**THE REQUEST:** Add 135 to every coordinate value in the answers from the line containing "Find the foliage silhouette." down to the line containing "xmin=121 ymin=82 xmax=265 ymax=166", and write out that whole stretch of the data again with every other line unchanged.

----- MATERIAL TO PROCESS -----

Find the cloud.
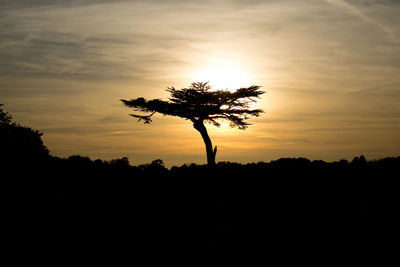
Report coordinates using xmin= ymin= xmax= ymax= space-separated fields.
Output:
xmin=325 ymin=0 xmax=400 ymax=44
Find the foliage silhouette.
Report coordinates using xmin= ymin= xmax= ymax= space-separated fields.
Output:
xmin=0 ymin=103 xmax=400 ymax=253
xmin=121 ymin=82 xmax=264 ymax=166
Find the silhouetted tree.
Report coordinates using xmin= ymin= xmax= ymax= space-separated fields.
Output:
xmin=0 ymin=104 xmax=49 ymax=163
xmin=121 ymin=82 xmax=264 ymax=165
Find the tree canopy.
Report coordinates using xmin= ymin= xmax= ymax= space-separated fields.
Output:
xmin=121 ymin=82 xmax=264 ymax=130
xmin=121 ymin=82 xmax=264 ymax=165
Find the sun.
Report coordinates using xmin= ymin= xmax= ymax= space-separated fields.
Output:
xmin=193 ymin=63 xmax=252 ymax=90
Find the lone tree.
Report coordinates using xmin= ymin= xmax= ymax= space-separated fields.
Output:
xmin=121 ymin=82 xmax=265 ymax=166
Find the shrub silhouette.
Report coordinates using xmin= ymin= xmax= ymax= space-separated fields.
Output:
xmin=121 ymin=82 xmax=264 ymax=166
xmin=0 ymin=105 xmax=49 ymax=164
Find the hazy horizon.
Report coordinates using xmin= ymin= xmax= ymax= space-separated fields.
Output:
xmin=0 ymin=0 xmax=400 ymax=166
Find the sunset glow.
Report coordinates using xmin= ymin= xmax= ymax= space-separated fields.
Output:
xmin=194 ymin=63 xmax=254 ymax=90
xmin=0 ymin=0 xmax=400 ymax=166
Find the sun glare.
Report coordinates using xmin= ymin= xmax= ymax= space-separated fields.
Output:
xmin=193 ymin=64 xmax=254 ymax=90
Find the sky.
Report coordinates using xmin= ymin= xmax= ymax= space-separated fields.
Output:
xmin=0 ymin=0 xmax=400 ymax=166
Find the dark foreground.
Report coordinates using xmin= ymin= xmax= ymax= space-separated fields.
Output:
xmin=2 ymin=157 xmax=400 ymax=258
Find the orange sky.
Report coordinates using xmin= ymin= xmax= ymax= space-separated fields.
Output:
xmin=0 ymin=0 xmax=400 ymax=166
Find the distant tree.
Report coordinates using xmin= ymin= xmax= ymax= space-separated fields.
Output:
xmin=121 ymin=82 xmax=264 ymax=165
xmin=0 ymin=104 xmax=49 ymax=163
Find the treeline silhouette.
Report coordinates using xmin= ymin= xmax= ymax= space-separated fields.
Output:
xmin=0 ymin=104 xmax=400 ymax=251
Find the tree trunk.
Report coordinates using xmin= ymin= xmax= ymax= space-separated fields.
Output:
xmin=193 ymin=121 xmax=217 ymax=166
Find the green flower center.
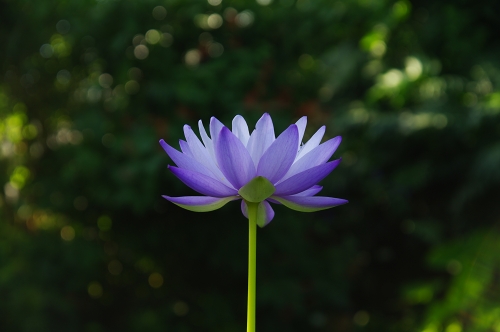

-----

**EXERCISE RESPONSE:**
Find the foliage silhouette.
Report coordinates using xmin= ymin= xmax= ymax= space-separated fields.
Output:
xmin=135 ymin=238 xmax=535 ymax=388
xmin=256 ymin=217 xmax=399 ymax=301
Find the silhouetted tree.
Report coordinates using xmin= ymin= xmax= ymax= space-separated fields.
Output:
xmin=135 ymin=239 xmax=184 ymax=298
xmin=256 ymin=217 xmax=399 ymax=300
Find the tree canopy.
Report coordinates using xmin= ymin= xmax= ymax= space-separated fields.
Output:
xmin=256 ymin=217 xmax=399 ymax=265
xmin=256 ymin=217 xmax=399 ymax=300
Find the sun.
Report coordinates using xmin= ymin= xmax= ymax= space-separated fields.
Output:
xmin=328 ymin=198 xmax=387 ymax=225
Find the lone tree.
Report coordinates using xmin= ymin= xmax= ymax= space-separated fields.
Output:
xmin=256 ymin=217 xmax=400 ymax=301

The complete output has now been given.